▸ **Exercise input**:
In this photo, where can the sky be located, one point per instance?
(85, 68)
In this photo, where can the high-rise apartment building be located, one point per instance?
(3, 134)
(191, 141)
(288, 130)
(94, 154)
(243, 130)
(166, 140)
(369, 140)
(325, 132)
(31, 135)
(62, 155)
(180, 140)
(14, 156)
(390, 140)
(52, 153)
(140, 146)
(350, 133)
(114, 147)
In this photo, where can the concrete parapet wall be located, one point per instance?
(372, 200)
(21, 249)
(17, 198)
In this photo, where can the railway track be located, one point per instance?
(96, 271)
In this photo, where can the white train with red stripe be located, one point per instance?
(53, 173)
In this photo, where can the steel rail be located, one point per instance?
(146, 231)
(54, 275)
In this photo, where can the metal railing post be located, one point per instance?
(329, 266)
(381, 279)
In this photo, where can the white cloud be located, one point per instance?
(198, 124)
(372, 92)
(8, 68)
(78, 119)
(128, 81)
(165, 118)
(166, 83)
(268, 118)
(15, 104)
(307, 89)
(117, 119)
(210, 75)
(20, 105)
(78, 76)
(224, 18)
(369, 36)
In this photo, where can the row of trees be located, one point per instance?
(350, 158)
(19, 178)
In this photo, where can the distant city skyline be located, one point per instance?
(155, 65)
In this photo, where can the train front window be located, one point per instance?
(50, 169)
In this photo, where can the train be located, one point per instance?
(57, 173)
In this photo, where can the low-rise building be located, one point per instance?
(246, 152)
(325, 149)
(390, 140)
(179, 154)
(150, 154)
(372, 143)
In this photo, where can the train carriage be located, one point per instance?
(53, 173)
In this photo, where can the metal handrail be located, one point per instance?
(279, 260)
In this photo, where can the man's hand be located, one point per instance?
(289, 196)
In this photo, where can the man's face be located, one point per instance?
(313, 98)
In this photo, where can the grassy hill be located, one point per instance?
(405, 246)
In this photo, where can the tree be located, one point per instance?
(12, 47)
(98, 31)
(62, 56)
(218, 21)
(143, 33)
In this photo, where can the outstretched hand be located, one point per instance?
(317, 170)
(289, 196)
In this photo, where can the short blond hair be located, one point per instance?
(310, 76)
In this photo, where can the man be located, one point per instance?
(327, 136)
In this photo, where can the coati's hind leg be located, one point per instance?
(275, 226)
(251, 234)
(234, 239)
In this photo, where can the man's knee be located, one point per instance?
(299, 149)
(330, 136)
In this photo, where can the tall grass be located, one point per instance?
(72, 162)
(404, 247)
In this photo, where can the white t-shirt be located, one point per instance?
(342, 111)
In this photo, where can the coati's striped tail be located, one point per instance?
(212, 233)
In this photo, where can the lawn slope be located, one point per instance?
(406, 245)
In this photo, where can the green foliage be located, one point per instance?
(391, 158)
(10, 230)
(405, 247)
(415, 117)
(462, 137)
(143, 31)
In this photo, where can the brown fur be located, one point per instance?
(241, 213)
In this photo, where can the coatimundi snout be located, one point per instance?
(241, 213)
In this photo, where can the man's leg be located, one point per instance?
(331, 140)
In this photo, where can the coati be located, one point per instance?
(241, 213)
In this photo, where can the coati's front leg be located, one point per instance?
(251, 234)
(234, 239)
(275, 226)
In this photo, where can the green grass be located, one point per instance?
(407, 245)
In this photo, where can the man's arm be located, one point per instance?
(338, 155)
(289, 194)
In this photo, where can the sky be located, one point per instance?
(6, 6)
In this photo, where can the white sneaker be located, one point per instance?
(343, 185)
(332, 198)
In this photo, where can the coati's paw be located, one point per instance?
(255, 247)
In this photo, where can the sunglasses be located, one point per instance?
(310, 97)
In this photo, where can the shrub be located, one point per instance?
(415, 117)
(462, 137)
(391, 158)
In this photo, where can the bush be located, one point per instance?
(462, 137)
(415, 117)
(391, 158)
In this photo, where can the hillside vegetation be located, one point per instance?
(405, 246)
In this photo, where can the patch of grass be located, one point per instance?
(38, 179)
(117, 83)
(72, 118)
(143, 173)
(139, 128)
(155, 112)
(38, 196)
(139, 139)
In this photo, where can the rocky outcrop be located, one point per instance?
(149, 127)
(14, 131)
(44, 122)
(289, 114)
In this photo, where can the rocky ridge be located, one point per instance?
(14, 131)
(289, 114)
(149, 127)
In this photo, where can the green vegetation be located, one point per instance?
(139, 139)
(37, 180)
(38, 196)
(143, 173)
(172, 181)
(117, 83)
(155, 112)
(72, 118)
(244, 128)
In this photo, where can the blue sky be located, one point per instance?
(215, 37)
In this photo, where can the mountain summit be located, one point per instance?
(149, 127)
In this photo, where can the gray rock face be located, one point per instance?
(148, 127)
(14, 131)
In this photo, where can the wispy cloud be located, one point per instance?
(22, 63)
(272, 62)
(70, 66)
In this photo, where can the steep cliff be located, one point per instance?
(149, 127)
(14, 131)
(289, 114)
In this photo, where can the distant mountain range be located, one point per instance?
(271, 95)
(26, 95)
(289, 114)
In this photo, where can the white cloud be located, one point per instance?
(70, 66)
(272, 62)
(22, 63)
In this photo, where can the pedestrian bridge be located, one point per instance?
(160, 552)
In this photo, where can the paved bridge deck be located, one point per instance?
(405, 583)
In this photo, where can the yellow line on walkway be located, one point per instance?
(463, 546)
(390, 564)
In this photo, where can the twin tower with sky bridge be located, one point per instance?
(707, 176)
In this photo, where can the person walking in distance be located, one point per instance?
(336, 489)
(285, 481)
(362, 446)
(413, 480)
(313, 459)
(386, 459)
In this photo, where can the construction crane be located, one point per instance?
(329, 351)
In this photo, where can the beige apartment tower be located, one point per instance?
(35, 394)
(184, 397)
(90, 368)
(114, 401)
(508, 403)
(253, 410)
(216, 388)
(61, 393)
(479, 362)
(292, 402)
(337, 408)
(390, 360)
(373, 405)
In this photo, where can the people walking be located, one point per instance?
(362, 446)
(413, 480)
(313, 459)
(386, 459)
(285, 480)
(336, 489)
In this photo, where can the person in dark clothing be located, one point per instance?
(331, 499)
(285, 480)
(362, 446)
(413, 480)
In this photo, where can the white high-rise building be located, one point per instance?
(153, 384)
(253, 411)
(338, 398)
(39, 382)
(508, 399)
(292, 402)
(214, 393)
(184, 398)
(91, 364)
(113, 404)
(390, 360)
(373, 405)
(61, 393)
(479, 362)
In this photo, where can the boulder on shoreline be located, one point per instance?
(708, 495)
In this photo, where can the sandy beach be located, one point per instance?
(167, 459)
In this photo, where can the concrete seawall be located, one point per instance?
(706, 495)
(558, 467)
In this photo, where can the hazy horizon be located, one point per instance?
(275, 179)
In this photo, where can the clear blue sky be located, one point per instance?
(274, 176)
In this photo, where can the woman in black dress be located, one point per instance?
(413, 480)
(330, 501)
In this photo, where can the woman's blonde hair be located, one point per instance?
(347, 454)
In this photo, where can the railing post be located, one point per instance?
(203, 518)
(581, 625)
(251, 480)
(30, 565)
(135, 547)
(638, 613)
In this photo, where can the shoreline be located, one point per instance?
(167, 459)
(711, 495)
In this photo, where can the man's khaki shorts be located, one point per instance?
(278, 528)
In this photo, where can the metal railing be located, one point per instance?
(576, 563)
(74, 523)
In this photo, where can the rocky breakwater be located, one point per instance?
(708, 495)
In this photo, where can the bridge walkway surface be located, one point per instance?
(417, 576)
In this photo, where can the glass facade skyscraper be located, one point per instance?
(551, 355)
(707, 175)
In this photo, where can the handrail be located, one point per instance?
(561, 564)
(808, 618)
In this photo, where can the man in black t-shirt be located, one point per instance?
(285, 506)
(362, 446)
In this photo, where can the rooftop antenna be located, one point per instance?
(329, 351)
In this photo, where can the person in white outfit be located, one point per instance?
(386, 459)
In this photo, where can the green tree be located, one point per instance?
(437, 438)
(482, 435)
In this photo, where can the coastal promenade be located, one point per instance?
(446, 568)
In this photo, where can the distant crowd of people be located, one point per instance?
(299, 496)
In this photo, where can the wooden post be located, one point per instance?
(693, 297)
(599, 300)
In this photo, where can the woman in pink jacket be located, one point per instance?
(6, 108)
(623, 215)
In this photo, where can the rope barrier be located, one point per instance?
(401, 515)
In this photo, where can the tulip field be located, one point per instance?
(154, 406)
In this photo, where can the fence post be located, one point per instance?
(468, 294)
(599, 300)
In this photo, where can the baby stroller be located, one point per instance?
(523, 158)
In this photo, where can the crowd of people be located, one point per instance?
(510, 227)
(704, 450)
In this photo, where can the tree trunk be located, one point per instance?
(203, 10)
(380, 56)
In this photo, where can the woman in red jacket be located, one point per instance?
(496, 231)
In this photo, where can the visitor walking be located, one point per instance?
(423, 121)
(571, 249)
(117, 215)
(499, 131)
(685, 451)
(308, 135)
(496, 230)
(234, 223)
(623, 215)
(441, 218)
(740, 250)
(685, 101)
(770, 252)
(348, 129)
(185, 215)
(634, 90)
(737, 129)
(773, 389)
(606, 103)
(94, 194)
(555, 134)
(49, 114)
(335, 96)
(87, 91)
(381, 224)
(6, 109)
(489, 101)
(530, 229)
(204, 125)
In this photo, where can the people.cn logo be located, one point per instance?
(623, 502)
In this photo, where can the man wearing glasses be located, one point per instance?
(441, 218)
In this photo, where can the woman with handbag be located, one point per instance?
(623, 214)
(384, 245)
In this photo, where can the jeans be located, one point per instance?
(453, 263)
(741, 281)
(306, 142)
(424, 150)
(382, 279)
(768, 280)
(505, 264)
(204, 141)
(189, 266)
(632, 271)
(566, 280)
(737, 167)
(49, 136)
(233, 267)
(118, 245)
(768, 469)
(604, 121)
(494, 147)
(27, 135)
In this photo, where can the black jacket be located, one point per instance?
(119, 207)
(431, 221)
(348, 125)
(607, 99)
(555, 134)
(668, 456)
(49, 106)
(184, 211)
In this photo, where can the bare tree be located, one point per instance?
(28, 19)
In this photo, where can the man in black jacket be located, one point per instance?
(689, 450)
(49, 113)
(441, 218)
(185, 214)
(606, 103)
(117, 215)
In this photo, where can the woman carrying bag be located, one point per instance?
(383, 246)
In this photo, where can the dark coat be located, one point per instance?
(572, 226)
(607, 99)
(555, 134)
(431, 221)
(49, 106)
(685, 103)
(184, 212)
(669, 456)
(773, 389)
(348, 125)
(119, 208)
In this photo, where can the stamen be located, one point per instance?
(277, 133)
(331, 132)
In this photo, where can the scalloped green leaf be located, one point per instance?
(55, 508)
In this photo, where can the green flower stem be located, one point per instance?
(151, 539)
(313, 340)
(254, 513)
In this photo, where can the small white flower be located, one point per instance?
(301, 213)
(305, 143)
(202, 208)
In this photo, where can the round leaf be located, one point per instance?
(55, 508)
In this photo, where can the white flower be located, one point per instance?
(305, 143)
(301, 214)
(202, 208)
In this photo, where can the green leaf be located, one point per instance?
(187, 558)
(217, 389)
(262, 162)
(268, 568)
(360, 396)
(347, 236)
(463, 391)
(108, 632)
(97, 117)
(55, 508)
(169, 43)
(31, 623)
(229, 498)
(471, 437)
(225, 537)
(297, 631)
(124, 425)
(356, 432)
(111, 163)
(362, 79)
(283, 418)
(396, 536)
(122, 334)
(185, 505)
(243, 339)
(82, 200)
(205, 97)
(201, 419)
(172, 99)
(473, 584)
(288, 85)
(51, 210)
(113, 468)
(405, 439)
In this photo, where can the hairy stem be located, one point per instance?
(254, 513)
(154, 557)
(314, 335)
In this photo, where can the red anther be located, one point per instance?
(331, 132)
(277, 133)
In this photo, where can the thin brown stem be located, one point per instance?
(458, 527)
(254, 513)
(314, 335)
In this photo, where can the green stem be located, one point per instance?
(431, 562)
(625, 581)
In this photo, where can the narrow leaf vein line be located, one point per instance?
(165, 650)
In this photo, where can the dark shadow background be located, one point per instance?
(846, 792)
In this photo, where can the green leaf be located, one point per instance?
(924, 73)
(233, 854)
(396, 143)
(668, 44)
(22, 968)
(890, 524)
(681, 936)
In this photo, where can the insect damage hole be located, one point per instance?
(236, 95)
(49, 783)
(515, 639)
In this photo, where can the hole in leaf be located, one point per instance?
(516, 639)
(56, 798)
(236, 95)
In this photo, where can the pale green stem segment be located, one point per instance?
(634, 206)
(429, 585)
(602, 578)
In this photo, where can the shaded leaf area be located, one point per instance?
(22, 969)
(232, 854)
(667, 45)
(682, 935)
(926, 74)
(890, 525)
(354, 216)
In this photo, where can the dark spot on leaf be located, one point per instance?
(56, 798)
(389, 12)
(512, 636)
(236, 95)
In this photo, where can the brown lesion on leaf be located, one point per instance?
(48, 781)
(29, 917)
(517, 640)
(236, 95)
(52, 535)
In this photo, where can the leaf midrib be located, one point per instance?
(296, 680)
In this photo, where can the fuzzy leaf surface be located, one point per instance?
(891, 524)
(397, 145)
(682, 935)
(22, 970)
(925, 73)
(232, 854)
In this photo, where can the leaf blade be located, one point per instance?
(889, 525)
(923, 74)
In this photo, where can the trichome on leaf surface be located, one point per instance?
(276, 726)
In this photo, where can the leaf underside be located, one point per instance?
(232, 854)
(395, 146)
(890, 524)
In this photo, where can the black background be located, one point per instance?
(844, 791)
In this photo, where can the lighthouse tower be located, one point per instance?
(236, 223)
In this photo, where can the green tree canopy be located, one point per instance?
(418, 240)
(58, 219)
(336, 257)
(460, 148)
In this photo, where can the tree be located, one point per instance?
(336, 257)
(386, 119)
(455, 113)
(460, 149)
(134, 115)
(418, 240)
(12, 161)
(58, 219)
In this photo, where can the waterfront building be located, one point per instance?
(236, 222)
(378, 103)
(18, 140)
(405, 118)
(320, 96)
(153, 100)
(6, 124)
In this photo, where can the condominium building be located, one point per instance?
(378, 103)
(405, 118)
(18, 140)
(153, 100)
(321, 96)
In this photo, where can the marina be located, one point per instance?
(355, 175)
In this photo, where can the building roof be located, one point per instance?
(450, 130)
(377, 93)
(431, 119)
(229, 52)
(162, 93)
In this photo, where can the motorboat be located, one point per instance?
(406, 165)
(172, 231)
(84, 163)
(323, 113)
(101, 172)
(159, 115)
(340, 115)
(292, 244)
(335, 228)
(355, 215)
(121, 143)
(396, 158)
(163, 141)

▸ **Instructions for the task**: Copy the entries from the line containing "In this photo, where can the waterfront" through the last one, swapping "motorboat" for "speedboat" and changing nothing else.

▸ **Task result**:
In this photo, where can the waterfront building be located, one point per instance?
(236, 222)
(378, 103)
(18, 140)
(405, 118)
(320, 96)
(153, 100)
(6, 124)
In this photo, where can the condominium building be located, one point per instance?
(378, 103)
(405, 118)
(18, 140)
(153, 100)
(321, 96)
In this photo, where can the marina be located, one point per instance?
(355, 175)
In this photo, where can the building roof be located, one point per instance?
(450, 130)
(377, 93)
(431, 119)
(229, 52)
(162, 93)
In this photo, where can the speedboat be located, one point per instance?
(406, 165)
(172, 231)
(84, 163)
(323, 113)
(101, 172)
(159, 115)
(340, 115)
(292, 244)
(335, 228)
(355, 215)
(121, 143)
(396, 158)
(163, 141)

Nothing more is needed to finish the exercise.